Point placement records:

--*--

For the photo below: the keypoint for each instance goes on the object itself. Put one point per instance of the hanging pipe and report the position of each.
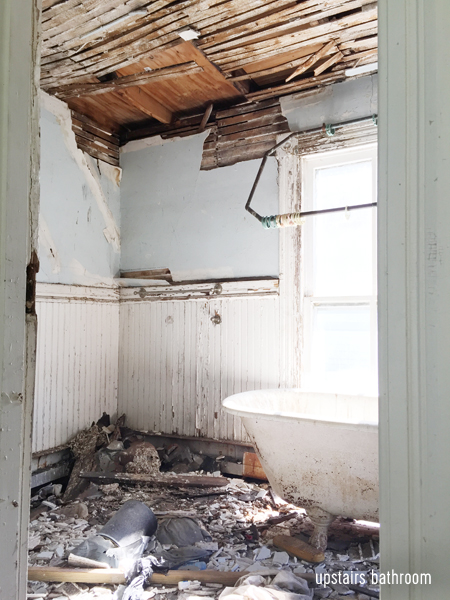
(294, 219)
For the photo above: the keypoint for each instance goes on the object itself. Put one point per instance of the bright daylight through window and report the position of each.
(339, 273)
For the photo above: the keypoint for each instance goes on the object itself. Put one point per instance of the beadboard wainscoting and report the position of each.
(77, 360)
(183, 349)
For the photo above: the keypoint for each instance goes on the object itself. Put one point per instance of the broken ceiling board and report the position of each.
(299, 85)
(298, 22)
(192, 91)
(243, 133)
(312, 60)
(95, 140)
(111, 110)
(349, 27)
(82, 40)
(132, 80)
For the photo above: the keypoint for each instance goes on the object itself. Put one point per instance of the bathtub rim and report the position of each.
(312, 419)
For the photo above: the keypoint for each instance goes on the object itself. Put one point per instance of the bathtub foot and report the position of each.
(321, 521)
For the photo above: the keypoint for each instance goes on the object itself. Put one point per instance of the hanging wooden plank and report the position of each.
(307, 64)
(90, 89)
(95, 140)
(296, 86)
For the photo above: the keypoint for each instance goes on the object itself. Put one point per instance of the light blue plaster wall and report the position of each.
(192, 221)
(332, 104)
(81, 253)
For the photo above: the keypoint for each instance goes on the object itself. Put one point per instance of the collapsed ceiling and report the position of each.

--*--

**Written exercise**
Can you write out the lines of the listing from the one containing "window and report the position of each." through the end of the listing, inclusive, swapping "bathtub" for "tub" and leaving everything else as it stands?

**Full answer**
For the photo above: the keypoint for each instance goes on the object itself. Put one point per instance of the bright daylight through window and report the position of each.
(339, 273)
For the photo above: the keypoint for each instance goes on the object itself. Put one point per instance of the beadboard wainscoting and report the position of each.
(77, 360)
(183, 349)
For the photo above: the keypoint for each instance goes on the object itself. Put one point per instance of the broken ceiling board and report the position of each.
(299, 85)
(298, 22)
(192, 91)
(243, 133)
(312, 60)
(95, 140)
(111, 110)
(349, 27)
(82, 40)
(132, 80)
For the photo above: the keypoint for each instance goes on the object itself. Put one point per instance of the tub rim and report the position of each.
(312, 419)
For the photo above: the keypoint for each instance goes on the object itself. Put one point per instance of the tub foot and report the position of each.
(321, 521)
For the photo above: the keypoint for each instance goes on the object itself. Put one point per instance of the hanging wooden plank and report the position of each.
(307, 64)
(90, 89)
(95, 140)
(296, 86)
For the photo above: the keypoint for each instance goes on the object itself. Put one point per instance of the light blue plaster wall and report the position of each.
(192, 221)
(332, 104)
(81, 253)
For the photo above: the keypoint for each instance goes on the object itself. Put one point per instance of the collapsed ceiling and report the position of each.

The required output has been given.